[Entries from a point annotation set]
<<<<

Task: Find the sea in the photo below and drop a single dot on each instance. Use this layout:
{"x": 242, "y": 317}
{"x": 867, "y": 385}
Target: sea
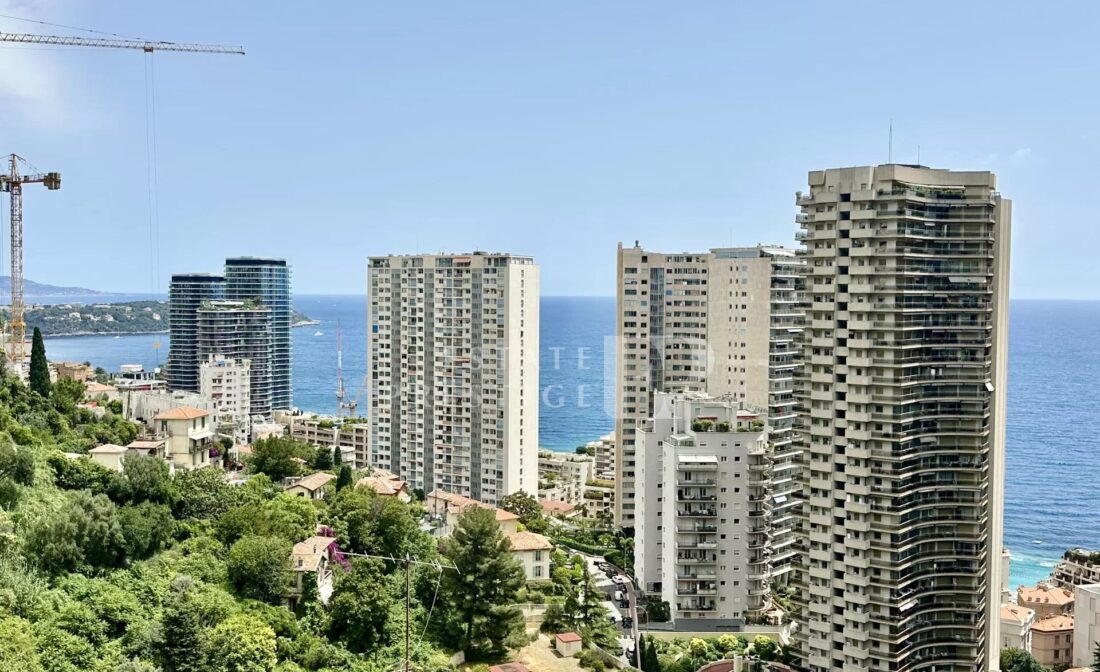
{"x": 1053, "y": 417}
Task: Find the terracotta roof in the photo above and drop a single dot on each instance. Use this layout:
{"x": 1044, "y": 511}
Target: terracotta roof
{"x": 307, "y": 555}
{"x": 184, "y": 412}
{"x": 458, "y": 503}
{"x": 1016, "y": 614}
{"x": 1051, "y": 624}
{"x": 314, "y": 482}
{"x": 1044, "y": 594}
{"x": 107, "y": 449}
{"x": 386, "y": 487}
{"x": 553, "y": 506}
{"x": 528, "y": 541}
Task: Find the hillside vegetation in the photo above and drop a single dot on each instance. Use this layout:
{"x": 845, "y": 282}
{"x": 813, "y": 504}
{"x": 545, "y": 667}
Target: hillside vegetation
{"x": 142, "y": 571}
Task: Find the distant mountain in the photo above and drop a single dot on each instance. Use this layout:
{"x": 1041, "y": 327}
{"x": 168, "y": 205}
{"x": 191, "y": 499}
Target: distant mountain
{"x": 32, "y": 288}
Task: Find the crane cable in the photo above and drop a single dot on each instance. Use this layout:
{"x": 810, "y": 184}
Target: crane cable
{"x": 154, "y": 206}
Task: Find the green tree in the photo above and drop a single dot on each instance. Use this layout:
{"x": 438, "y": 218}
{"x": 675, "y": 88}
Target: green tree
{"x": 278, "y": 458}
{"x": 202, "y": 494}
{"x": 487, "y": 582}
{"x": 766, "y": 648}
{"x": 260, "y": 568}
{"x": 17, "y": 463}
{"x": 528, "y": 509}
{"x": 179, "y": 640}
{"x": 84, "y": 529}
{"x": 381, "y": 526}
{"x": 146, "y": 529}
{"x": 343, "y": 478}
{"x": 323, "y": 459}
{"x": 242, "y": 643}
{"x": 40, "y": 368}
{"x": 18, "y": 646}
{"x": 1018, "y": 660}
{"x": 360, "y": 606}
{"x": 147, "y": 478}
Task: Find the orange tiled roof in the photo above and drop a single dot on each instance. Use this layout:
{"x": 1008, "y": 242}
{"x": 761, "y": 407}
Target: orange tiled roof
{"x": 528, "y": 541}
{"x": 1062, "y": 621}
{"x": 1016, "y": 614}
{"x": 184, "y": 412}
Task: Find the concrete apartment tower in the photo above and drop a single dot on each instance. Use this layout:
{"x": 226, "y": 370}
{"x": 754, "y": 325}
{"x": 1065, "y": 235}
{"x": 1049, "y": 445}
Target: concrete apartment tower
{"x": 186, "y": 293}
{"x": 703, "y": 527}
{"x": 241, "y": 330}
{"x": 902, "y": 419}
{"x": 724, "y": 322}
{"x": 267, "y": 282}
{"x": 454, "y": 371}
{"x": 228, "y": 383}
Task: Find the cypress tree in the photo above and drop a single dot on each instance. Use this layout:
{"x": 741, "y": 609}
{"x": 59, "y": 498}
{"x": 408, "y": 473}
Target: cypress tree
{"x": 40, "y": 368}
{"x": 343, "y": 478}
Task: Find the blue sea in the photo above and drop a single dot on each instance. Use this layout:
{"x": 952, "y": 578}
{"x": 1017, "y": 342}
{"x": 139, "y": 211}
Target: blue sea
{"x": 1053, "y": 421}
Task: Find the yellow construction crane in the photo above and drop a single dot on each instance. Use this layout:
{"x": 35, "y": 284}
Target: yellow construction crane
{"x": 12, "y": 183}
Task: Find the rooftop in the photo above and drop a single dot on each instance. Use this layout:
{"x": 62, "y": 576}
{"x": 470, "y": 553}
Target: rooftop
{"x": 528, "y": 541}
{"x": 184, "y": 412}
{"x": 1016, "y": 614}
{"x": 459, "y": 503}
{"x": 1053, "y": 624}
{"x": 1043, "y": 594}
{"x": 107, "y": 449}
{"x": 314, "y": 482}
{"x": 382, "y": 485}
{"x": 307, "y": 555}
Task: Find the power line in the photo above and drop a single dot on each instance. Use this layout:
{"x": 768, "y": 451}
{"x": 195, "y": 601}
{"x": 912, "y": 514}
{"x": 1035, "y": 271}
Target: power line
{"x": 69, "y": 28}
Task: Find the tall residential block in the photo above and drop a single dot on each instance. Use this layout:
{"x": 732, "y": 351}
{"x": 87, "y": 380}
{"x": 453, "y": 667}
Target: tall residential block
{"x": 454, "y": 370}
{"x": 267, "y": 282}
{"x": 704, "y": 510}
{"x": 901, "y": 415}
{"x": 228, "y": 383}
{"x": 186, "y": 293}
{"x": 723, "y": 321}
{"x": 241, "y": 330}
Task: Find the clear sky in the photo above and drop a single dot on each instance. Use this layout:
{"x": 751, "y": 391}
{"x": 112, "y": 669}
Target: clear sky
{"x": 552, "y": 129}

>>>>

#### Written exercise:
Please update the items from the line containing "Task: Find the clear" through the end of the items, replacing "clear sky" with "open sky" and leaving everything else unchanged.

#### Worked solution:
Task: Find the open sky in the photo above and drop a single dot on each instance. Use this layout:
{"x": 751, "y": 391}
{"x": 112, "y": 669}
Target: open sky
{"x": 552, "y": 129}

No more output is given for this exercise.